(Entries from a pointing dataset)
- - -

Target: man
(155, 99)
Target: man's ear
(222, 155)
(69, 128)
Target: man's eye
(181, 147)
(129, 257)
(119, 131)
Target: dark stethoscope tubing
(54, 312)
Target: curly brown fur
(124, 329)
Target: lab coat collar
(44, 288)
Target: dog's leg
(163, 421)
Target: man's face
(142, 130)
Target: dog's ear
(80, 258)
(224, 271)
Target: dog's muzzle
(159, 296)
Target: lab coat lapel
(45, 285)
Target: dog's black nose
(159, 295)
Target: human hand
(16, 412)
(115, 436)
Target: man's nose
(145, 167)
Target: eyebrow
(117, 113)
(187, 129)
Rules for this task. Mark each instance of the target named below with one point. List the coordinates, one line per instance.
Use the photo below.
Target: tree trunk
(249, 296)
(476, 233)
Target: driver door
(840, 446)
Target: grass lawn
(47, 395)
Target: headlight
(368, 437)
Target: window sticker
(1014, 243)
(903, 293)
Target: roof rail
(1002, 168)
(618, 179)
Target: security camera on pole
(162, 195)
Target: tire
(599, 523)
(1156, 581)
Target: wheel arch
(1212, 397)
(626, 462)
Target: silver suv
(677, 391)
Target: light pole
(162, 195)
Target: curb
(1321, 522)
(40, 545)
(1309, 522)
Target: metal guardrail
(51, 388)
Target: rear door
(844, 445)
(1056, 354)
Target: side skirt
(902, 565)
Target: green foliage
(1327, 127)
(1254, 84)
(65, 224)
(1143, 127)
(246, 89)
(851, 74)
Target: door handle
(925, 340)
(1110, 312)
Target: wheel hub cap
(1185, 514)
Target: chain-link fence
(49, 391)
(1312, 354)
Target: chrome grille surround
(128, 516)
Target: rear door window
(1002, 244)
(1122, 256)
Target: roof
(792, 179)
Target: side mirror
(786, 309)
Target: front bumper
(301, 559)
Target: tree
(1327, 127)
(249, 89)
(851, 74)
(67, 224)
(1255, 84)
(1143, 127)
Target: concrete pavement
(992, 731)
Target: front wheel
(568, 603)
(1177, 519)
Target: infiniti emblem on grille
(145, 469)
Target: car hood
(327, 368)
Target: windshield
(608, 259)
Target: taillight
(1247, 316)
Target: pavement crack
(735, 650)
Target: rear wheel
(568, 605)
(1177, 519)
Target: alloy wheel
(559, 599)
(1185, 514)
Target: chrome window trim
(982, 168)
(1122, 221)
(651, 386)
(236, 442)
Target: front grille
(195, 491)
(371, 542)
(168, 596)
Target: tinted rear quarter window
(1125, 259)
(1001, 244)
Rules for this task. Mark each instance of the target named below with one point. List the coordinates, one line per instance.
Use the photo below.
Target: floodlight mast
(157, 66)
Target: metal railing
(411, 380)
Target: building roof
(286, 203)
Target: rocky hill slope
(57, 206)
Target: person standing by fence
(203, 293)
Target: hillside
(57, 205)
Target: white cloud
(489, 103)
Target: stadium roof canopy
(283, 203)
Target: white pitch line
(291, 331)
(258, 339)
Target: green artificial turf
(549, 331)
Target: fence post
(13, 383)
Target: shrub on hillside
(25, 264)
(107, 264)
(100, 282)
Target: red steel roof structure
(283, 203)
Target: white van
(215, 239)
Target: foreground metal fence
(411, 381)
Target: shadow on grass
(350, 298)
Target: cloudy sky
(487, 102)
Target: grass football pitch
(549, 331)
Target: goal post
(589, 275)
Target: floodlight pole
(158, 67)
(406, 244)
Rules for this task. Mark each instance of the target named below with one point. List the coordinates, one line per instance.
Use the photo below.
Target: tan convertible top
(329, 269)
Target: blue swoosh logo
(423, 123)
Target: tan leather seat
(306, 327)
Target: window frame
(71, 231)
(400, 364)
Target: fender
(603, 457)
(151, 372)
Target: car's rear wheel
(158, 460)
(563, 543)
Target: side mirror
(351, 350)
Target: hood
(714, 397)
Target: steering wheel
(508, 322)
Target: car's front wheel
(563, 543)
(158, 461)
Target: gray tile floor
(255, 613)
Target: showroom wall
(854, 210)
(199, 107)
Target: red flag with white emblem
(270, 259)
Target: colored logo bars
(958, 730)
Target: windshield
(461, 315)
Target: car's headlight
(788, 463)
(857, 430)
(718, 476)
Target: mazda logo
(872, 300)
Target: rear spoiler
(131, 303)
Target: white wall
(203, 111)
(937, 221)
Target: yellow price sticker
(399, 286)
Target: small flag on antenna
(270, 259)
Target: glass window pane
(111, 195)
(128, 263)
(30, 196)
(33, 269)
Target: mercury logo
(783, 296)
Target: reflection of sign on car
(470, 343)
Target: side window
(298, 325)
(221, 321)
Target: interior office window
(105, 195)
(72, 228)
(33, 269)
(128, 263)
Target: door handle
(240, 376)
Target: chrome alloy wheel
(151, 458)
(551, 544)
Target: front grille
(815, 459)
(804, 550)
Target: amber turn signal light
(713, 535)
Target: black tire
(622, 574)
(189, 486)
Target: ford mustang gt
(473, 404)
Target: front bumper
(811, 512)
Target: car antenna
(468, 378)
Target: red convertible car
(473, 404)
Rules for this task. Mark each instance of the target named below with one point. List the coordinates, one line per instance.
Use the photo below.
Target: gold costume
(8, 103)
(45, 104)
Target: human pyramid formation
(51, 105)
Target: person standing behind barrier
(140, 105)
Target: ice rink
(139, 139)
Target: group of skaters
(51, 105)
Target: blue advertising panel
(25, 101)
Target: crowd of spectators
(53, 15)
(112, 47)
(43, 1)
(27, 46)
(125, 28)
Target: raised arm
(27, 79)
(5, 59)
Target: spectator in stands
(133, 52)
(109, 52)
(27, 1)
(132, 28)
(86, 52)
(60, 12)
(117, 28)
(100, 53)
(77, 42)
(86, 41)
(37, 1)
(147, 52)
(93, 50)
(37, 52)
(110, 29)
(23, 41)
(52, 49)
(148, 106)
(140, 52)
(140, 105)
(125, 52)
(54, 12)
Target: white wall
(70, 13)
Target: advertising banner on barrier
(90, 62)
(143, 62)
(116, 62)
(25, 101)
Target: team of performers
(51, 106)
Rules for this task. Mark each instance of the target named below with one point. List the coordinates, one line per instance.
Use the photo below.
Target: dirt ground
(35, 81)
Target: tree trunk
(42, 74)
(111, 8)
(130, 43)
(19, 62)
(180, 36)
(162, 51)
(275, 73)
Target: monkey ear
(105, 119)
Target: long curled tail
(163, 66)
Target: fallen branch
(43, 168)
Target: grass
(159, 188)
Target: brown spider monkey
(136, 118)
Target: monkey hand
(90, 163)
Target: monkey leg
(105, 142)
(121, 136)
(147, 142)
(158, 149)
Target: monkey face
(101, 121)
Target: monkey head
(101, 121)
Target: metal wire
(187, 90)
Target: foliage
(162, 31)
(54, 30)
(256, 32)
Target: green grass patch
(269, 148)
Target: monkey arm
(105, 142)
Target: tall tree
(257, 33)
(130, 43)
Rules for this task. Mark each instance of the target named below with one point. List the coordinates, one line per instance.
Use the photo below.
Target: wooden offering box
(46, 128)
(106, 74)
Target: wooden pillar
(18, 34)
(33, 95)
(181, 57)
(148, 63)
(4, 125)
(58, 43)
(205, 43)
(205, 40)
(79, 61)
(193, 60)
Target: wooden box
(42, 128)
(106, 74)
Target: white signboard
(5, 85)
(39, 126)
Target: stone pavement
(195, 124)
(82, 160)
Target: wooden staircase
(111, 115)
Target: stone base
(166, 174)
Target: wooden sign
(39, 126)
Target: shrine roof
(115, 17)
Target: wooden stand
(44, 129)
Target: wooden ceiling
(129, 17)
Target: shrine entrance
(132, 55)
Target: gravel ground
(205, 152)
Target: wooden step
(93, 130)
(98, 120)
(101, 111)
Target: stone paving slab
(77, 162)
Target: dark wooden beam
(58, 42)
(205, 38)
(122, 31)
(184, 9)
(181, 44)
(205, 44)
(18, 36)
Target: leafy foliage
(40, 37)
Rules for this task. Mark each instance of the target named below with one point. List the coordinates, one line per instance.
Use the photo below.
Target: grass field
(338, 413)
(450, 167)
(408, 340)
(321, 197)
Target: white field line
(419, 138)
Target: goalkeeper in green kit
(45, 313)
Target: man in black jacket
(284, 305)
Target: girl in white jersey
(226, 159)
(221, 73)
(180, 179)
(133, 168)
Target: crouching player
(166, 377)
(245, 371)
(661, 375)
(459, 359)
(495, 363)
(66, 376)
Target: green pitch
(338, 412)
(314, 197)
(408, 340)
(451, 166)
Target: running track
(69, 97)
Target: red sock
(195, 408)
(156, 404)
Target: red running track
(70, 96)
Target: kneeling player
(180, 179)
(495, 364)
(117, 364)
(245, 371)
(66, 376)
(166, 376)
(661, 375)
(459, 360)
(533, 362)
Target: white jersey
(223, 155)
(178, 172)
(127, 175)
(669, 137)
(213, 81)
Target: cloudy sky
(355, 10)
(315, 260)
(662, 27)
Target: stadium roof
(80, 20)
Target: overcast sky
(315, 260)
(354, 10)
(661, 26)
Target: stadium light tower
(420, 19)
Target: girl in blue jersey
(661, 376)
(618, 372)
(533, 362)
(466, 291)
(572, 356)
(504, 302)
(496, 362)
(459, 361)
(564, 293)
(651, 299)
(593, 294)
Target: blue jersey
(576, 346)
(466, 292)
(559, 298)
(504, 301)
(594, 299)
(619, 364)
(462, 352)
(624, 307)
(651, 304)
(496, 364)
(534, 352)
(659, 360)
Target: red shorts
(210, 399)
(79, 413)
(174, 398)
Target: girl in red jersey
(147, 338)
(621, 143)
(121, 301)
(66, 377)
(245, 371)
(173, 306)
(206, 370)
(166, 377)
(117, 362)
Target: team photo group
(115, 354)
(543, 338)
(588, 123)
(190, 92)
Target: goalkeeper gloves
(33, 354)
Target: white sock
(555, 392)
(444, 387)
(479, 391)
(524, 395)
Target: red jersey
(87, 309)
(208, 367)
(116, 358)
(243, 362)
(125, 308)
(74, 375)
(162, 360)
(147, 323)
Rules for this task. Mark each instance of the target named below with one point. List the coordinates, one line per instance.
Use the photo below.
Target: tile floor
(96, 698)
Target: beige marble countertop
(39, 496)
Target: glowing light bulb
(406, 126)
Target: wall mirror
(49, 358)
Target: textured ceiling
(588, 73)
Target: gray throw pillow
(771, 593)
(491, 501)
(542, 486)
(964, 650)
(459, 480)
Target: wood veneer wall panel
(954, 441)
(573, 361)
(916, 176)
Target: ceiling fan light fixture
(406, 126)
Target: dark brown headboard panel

- - -

TASK
Rewrite the records from the line with "Target: white jersey" through the end, renaming "jersey" to "shirt" and leaving everything else unchanged.

TASK RESPONSE
Target: white shirt
(223, 155)
(178, 172)
(127, 175)
(669, 137)
(213, 81)
Target: cloudy sky
(355, 10)
(315, 260)
(662, 27)
Target: stadium roof
(80, 20)
Target: overcast sky
(315, 260)
(354, 10)
(661, 26)
Target: stadium light tower
(420, 19)
Target: girl in blue shirt
(661, 376)
(618, 372)
(533, 362)
(466, 291)
(572, 356)
(504, 302)
(496, 362)
(459, 361)
(564, 293)
(651, 299)
(593, 294)
Target: blue shirt
(576, 346)
(466, 292)
(559, 298)
(504, 301)
(594, 299)
(619, 364)
(462, 352)
(624, 307)
(651, 304)
(496, 364)
(534, 352)
(659, 360)
Target: red shorts
(210, 399)
(79, 413)
(174, 398)
Target: girl in red shirt
(147, 338)
(621, 143)
(121, 301)
(66, 377)
(245, 371)
(173, 306)
(206, 370)
(166, 377)
(117, 362)
Target: team photo group
(115, 354)
(543, 338)
(588, 123)
(190, 92)
Target: goalkeeper gloves
(33, 354)
Target: white sock
(555, 392)
(444, 387)
(479, 391)
(524, 395)
Target: red shirt
(87, 309)
(208, 367)
(116, 358)
(243, 362)
(125, 308)
(74, 375)
(162, 360)
(147, 323)
Rules for this task. Mark each instance of the target named below with one point. List the coordinates, one line per instance.
Use the photo below.
Target: tile floor
(96, 698)
Target: beige marble countertop
(39, 496)
Target: glowing light bulb
(406, 126)
Target: wall mirror
(49, 358)
Target: textured ceiling
(588, 73)
Target: gray throw pillow
(771, 593)
(491, 501)
(542, 486)
(964, 650)
(459, 480)
Target: wood veneer wall panel
(954, 441)
(573, 361)
(916, 176)
Target: ceiling fan light fixture
(406, 126)
Target: dark brown headboard panel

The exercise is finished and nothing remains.